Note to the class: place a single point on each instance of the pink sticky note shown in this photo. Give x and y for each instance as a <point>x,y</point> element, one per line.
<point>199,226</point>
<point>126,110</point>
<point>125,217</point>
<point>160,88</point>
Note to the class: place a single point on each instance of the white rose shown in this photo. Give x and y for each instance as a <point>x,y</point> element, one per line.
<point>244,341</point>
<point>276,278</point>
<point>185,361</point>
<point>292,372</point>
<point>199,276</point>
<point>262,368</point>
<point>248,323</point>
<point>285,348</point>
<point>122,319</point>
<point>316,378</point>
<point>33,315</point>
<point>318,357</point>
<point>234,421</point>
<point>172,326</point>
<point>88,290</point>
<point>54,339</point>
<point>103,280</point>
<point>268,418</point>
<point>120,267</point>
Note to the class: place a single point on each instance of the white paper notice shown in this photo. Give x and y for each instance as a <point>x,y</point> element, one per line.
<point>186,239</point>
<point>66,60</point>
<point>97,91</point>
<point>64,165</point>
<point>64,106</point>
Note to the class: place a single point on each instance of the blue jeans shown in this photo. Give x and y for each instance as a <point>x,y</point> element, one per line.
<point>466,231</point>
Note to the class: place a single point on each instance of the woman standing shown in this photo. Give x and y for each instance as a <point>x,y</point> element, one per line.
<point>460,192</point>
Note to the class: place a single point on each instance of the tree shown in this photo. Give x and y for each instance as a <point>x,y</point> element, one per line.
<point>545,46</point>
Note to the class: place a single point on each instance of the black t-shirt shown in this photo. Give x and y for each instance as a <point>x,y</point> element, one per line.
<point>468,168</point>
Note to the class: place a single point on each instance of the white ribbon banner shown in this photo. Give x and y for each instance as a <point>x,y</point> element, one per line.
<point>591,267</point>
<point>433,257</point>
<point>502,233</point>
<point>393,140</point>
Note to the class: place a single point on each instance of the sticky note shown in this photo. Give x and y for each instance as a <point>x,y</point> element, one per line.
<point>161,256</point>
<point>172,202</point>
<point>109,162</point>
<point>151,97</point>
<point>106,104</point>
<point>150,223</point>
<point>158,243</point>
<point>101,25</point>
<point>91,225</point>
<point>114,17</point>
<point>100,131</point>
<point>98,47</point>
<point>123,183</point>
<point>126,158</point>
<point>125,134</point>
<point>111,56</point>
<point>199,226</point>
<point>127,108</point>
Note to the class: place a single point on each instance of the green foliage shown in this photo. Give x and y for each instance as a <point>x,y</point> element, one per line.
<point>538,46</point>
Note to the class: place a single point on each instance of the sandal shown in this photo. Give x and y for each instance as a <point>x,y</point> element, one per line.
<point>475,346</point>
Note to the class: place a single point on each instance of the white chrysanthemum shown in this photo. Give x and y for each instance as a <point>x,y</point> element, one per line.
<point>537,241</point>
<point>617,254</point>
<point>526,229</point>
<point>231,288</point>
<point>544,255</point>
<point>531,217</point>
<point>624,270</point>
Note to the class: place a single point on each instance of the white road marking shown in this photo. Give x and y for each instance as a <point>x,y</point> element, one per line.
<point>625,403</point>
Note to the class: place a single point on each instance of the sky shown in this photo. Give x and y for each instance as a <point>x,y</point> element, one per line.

====================

Turn the entire listing above into a Markdown table with two columns, Row and Line. Put a row number in Row and one line of the listing in Line, leaving out blank lines.

### [Full response]
| Row | Line |
|---|---|
| 1 | Note to the class: place a single point on each instance of the pink sticky note shown in this photo. Give x and y for each instance as a <point>x,y</point> element, one per line. |
| 2 | <point>199,226</point> |
| 3 | <point>126,110</point> |
| 4 | <point>125,217</point> |
| 5 | <point>160,88</point> |
| 6 | Note to the class: place a single point on each instance of the white rose shown in this photo. Give x and y for each instance as a <point>x,y</point> element, one per line. |
| 7 | <point>244,341</point> |
| 8 | <point>276,278</point> |
| 9 | <point>185,361</point> |
| 10 | <point>292,372</point> |
| 11 | <point>199,276</point> |
| 12 | <point>262,368</point> |
| 13 | <point>248,323</point> |
| 14 | <point>285,348</point> |
| 15 | <point>122,319</point> |
| 16 | <point>316,378</point> |
| 17 | <point>33,315</point> |
| 18 | <point>318,357</point> |
| 19 | <point>234,421</point> |
| 20 | <point>172,326</point> |
| 21 | <point>88,290</point> |
| 22 | <point>54,339</point> |
| 23 | <point>103,280</point> |
| 24 | <point>268,418</point> |
| 25 | <point>120,267</point> |
| 26 | Note to the class: place a single point on each instance of the white paper notice shown in this photo. Give x and y for each instance as a <point>x,y</point> element, one per line. |
| 27 | <point>186,239</point> |
| 28 | <point>66,60</point> |
| 29 | <point>97,91</point> |
| 30 | <point>64,165</point> |
| 31 | <point>64,106</point> |
| 32 | Note to the class: place a single point on each instance of the blue jeans shown in this photo. Give x and y for each instance as a <point>x,y</point> element, one per line. |
| 33 | <point>466,231</point> |
| 34 | Note to the class: place a single point on each instance of the woman standing shown in this photo. Give x and y for each instance as a <point>x,y</point> element, one per line. |
| 35 | <point>460,192</point> |
| 36 | Note to the class: place a single point on each instance of the tree shown in this photo. Give x and y for each instance as a <point>x,y</point> element, one per line. |
| 37 | <point>545,46</point> |
| 38 | Note to the class: place a single point on each instance of the black t-shirt shown in this photo. Give x and y for each instance as a <point>x,y</point> element, one per line. |
| 39 | <point>468,168</point> |
| 40 | Note to the class: place a single point on each instance of the white ribbon banner shown in this photo. Give x and y for each instance as a <point>x,y</point> element, one per line. |
| 41 | <point>591,267</point> |
| 42 | <point>433,257</point> |
| 43 | <point>502,233</point> |
| 44 | <point>393,140</point> |
| 45 | Note to the class: place a single point on each instance of the sticky note shown in this photo. Give x and y for each instance as a <point>x,y</point> element, one per line. |
| 46 | <point>161,256</point> |
| 47 | <point>172,202</point> |
| 48 | <point>109,162</point> |
| 49 | <point>151,97</point> |
| 50 | <point>106,104</point> |
| 51 | <point>150,223</point> |
| 52 | <point>158,243</point> |
| 53 | <point>101,25</point> |
| 54 | <point>91,225</point> |
| 55 | <point>114,17</point> |
| 56 | <point>100,131</point> |
| 57 | <point>98,47</point> |
| 58 | <point>123,183</point> |
| 59 | <point>126,158</point> |
| 60 | <point>125,134</point> |
| 61 | <point>111,56</point> |
| 62 | <point>199,226</point> |
| 63 | <point>127,108</point> |
| 64 | Note to the class: place a single point on each instance of the green foliage shown in this photo. Give x and y for each instance as a <point>x,y</point> element, one per line. |
| 65 | <point>538,46</point> |
| 66 | Note to the class: place a single point on each instance of the sandal shown in this photo. Give x and y for each instance as a <point>x,y</point> element, one per line. |
| 67 | <point>475,346</point> |
| 68 | Note to the class: place a single point on each instance of the white chrysanthemum shown in this photo. Give x and y for each instance as a <point>x,y</point> element, one per line. |
| 69 | <point>537,241</point> |
| 70 | <point>617,254</point> |
| 71 | <point>526,229</point> |
| 72 | <point>231,288</point> |
| 73 | <point>544,255</point> |
| 74 | <point>531,217</point> |
| 75 | <point>624,270</point> |
| 76 | Note to the class: place a single point on each instance of the white road marking shown in this photo. Give x and y for each instance as a <point>x,y</point> element, one per line. |
| 77 | <point>625,403</point> |
| 78 | Note to the class: place a single point on each instance of the sky shown in this photo. Give x and y for each instance as a <point>x,y</point> element, one per line. |